[Start of Attachment]

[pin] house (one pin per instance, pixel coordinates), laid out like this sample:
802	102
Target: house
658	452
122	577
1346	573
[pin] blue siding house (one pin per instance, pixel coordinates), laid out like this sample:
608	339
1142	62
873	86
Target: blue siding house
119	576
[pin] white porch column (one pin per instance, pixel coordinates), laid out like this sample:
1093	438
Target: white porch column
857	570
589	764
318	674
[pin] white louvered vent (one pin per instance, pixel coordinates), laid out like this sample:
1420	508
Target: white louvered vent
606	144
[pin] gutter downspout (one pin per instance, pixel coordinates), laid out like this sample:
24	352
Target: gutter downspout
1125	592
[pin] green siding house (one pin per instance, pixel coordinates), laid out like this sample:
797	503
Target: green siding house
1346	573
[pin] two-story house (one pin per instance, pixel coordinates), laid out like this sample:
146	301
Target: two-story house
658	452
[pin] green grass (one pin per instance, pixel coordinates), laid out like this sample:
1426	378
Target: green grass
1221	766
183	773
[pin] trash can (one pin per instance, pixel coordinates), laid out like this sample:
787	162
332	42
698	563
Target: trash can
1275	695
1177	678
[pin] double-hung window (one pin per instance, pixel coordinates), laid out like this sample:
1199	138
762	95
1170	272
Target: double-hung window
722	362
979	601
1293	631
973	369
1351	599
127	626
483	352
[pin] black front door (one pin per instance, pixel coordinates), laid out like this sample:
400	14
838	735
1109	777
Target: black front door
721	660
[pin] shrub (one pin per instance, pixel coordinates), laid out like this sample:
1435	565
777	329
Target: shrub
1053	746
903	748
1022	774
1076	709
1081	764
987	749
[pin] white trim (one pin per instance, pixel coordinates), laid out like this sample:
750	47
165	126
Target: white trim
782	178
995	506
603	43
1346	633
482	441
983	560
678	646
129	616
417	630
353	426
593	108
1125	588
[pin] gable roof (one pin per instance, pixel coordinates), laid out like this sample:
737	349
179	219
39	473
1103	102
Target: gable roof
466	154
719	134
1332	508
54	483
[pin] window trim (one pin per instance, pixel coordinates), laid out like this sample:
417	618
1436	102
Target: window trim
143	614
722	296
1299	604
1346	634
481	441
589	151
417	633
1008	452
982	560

[End of Attachment]

• **Aim of the task**
Would you output every record above exactly as it stands?

• **Task result**
[pin] house (one pin per instance, pixel coordinates), laid out like this sample:
802	102
Target: house
658	452
122	577
1346	573
[pin] blue siding house (one pin per instance, pixel coordinates), laid out like this sample:
608	339
1142	62
873	86
Target: blue siding house
119	576
[pin] white porch column (one pin per instance, pixel coordinates), laid out like this sample:
1093	438
Target: white porch column
857	570
589	764
318	674
[pin] white louvered vent (one pin per instance, pixel coordinates), laid out like this sample:
1420	508
Target: white louvered vent
606	144
[pin] gutter downspout (one pin per instance, pixel coordinates), laid out like this sample:
24	352
Target: gutter downspout
1125	592
[pin] green siding house (one pin per instance, pixel coordinates), laid out like this sample:
797	503
Target: green siding house
1346	573
[pin] two-story house (one pin per instance, pixel coordinates), laid out like this sample:
146	301
Target: two-story house
658	452
[pin] green grass (one pin per instance, pixel coordinates), laid out like this sample:
1426	378
Target: green grass
1221	766
183	773
[pin] trash can (one pin per instance, pixel coordinates), laid out like this sample:
787	162
332	42
698	563
Target: trash can
1275	695
1177	678
[pin] double-hung window (one pin per instance, pixel coordinates), laid out like this sample:
1199	138
762	95
1170	272
Target: double-hung window
722	362
979	601
1293	631
973	369
1351	599
127	626
483	352
[pin] black front door (one pin per instance, pixel coordinates), laid out like this sample:
400	14
838	735
1109	777
Target: black front door
721	660
[pin] shrub (one pin per instance, pixel coordinates), laid out like this sample:
1435	565
777	329
Target: shrub
1053	746
903	748
1022	774
1076	709
1081	764
987	749
[pin] white trim (one pin per instance, pixel coordinates), laid out like this sample:
750	47
165	126
Target: white trim
782	178
995	506
603	43
1346	633
482	441
983	560
678	646
129	616
417	630
353	426
593	108
1125	588
[pin] gable roof (one pin per instance, pixel coordinates), laid out like this sample:
737	349
179	219
39	473
1103	102
Target: gable roof
466	154
719	134
1332	508
54	483
[pin] window trim (one pin per instance, pixel coordinates), laid out like this sample:
417	618
1436	102
Target: window trim
143	614
722	296
1299	604
1346	634
481	441
589	151
417	633
1008	452
982	560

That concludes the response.